■ 抜粋文:
この発明に係る集束イオンビーム装置によれば、第一の集束イオンビーム鏡筒及び第二の集束イオンビーム鏡筒のそれぞれの集束イオンビームの照射方向を、鉛直軸に対して20度以上70度以下とすることで、互いに、また、試料とも干渉すること無く、試料に集束イオンビームを照射することができる。
【0012】
また、上記の集束イオンビーム装置において、前記試料に対して電子ビームを照射する第一の電子ビーム鏡筒と、該第一の電子ビーム鏡筒から前記試料に電子ビームが照射されることで、前記試料から発生する二次電子を検出する第一の二次電子検出器とを備え、前記第一の電子ビーム鏡筒は、電子ビームの照射方向が前記第一の集束イオンビーム鏡筒及び前記第二の集束イオンビーム鏡筒のそれぞれの集束イオンビームの照射方向と平面視略直交するように配置されていることがより好ましいとされている。

(データセット項目)
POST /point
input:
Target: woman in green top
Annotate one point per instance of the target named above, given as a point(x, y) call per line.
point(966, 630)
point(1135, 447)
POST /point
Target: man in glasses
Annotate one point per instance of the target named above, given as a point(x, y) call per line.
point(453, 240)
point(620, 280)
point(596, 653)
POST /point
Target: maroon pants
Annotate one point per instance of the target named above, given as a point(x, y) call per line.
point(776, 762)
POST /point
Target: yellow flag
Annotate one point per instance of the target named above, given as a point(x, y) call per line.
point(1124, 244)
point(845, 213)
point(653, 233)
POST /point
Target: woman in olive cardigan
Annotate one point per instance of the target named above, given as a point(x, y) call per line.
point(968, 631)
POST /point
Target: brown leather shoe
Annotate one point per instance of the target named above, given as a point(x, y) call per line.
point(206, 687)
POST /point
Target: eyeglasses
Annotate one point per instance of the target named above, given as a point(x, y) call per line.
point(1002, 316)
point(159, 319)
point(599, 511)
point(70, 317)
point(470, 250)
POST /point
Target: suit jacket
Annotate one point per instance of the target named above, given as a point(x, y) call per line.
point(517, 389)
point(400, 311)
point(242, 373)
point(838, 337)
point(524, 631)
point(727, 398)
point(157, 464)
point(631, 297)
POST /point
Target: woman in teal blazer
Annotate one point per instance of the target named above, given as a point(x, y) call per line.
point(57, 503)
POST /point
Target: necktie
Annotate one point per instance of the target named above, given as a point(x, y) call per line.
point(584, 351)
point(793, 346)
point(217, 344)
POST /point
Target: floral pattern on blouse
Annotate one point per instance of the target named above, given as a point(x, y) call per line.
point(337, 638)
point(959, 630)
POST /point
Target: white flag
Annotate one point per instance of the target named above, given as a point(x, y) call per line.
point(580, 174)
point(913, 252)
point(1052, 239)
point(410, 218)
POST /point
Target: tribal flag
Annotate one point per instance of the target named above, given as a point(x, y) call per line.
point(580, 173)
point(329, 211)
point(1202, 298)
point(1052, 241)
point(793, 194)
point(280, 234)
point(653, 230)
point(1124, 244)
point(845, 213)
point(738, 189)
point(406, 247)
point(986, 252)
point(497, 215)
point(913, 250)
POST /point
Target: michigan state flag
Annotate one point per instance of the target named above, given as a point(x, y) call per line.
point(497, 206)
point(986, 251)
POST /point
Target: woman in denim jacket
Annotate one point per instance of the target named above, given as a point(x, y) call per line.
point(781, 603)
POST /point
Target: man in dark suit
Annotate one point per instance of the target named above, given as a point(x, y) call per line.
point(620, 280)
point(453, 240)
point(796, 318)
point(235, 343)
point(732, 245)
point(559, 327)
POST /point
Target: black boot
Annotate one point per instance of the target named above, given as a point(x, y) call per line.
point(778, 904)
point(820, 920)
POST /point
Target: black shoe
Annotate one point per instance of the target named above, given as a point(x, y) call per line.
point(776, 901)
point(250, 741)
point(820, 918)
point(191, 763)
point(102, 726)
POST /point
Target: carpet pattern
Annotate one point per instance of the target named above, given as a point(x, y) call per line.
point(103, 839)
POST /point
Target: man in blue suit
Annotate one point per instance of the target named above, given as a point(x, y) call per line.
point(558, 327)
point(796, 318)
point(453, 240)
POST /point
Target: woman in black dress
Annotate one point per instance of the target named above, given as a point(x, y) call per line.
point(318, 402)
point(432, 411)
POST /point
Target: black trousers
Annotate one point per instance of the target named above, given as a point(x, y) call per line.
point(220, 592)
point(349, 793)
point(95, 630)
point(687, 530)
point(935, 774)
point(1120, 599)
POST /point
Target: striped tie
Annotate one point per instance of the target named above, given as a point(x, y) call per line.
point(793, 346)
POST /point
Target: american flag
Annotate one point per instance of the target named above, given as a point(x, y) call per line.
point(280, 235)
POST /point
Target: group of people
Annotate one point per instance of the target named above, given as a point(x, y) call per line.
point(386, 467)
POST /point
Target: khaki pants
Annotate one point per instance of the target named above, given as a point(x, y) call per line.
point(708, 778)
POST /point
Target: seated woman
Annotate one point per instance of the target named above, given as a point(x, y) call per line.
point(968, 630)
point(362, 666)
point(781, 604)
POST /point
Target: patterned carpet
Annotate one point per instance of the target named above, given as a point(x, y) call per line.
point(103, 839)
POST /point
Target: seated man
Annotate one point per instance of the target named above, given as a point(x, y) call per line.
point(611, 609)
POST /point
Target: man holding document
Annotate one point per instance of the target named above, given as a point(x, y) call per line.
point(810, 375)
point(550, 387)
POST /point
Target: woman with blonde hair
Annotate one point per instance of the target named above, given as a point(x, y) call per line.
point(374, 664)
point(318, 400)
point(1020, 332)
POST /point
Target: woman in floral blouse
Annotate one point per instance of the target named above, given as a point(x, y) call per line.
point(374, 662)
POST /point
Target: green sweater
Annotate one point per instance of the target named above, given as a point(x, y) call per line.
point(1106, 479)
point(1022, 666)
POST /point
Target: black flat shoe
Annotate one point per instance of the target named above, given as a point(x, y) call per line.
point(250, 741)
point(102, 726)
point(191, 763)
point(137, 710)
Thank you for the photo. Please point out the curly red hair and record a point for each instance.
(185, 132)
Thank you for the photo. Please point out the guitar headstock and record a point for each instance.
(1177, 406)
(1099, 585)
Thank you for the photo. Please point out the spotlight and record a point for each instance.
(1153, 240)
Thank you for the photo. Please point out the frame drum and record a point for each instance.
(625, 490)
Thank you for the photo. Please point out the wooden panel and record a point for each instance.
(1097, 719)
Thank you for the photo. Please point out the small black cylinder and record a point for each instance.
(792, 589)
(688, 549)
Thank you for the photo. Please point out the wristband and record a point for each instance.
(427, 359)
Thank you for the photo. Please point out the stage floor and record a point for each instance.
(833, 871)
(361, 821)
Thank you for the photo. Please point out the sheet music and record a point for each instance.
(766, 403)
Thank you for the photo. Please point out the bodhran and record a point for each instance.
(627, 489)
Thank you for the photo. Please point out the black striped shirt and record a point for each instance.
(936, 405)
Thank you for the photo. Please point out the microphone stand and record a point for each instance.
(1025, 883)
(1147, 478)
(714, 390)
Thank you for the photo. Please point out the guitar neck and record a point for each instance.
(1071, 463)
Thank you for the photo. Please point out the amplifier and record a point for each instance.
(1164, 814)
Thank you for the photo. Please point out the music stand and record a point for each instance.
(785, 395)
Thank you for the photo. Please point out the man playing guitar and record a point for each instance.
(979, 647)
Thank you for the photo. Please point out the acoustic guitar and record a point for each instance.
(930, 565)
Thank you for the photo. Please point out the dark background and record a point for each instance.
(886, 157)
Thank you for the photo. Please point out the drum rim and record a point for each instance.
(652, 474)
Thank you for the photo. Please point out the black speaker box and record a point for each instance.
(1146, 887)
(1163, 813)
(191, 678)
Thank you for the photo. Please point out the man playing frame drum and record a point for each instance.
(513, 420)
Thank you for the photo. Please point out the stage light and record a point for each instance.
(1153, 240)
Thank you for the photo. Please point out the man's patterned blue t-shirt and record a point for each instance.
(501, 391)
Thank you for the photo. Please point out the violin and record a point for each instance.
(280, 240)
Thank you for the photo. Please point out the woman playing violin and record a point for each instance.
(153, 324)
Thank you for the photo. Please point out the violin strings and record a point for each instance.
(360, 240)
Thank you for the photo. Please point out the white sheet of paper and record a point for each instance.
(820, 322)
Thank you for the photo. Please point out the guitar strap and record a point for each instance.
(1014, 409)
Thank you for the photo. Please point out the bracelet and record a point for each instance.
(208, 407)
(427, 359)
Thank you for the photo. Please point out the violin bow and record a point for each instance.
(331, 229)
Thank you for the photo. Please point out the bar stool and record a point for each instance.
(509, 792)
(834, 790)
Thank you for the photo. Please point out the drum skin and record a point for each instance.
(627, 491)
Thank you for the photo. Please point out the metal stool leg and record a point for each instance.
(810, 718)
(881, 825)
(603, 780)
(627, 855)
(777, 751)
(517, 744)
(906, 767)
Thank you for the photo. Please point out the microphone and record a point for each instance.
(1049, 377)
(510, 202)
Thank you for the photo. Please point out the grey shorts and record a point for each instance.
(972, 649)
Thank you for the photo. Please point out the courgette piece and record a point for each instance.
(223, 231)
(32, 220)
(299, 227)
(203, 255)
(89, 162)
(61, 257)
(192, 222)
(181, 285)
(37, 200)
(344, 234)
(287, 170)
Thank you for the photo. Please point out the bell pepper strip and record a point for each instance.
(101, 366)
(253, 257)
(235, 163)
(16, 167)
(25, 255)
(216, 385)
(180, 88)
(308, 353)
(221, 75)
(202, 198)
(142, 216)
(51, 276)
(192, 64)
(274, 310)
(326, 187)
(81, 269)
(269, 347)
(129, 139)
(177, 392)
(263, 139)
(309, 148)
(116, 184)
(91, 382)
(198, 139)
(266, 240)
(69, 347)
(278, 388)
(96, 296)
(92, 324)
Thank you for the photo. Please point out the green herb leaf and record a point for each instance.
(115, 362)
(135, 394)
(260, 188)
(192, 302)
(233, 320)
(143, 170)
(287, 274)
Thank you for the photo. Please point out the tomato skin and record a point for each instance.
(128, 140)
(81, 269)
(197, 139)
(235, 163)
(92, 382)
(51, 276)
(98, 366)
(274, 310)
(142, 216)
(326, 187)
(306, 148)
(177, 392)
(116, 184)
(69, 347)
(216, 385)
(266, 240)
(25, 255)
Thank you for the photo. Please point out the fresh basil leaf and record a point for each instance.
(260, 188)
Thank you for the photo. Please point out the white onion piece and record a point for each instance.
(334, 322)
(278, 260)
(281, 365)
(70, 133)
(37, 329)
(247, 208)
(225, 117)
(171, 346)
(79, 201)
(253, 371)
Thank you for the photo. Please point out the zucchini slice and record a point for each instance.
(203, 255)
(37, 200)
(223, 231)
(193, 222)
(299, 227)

■ 実施事項:
• 1. 上の一覧のうち、文字列「jacket」を含む行をすべて特定し、各行をそのまま書き写してください。
• 2. 集束イオンビーム装置に関する文章の続きを、最後の文の後から書き継いでください。

■ 各作業の解答:
• 1.
Target: suit jacket
Target: woman in denim jacket

• 2.
【0013】
この発明に係る集束イオンビーム装置によれば、作製された観察用断面と対向する位置から第一の電子ビーム鏡筒によって電子ビームを照射し、試料の観察用断面から発生する二次電子を二次電子検出器で検出することで、観察用断面を観察することができる。この際、第一の電子ビーム鏡筒から照射される電子ビームの照射方向が、第一の集束イオンビーム鏡筒及び第二の集束イオンビーム鏡筒のそれぞれの集束イオンビームの照射方向と平面視略直交しているので、第一の集束イオンビーム鏡筒及び第二の集束イオンビーム鏡筒で観察用断面を作製した後、試料の向きを変えること無く、観察用断面を観察することができる。このため、試料の加工から観察に至るまでのスループットをさらに向上させることができる。
【0014】
また、上記の集束イオンビーム装置において、前記第一の電子ビーム鏡筒の電子ビームの照射方向と平面視略対向するように、前記試料に対して電子ビームを照射する第二の電子ビーム鏡筒と、該第二の電子ビーム鏡筒から前記試料に電子ビームが照射されることで、前記試料から発生する二次電子を検出する第二の二次電子検出器とを備えることがより好ましいとされている。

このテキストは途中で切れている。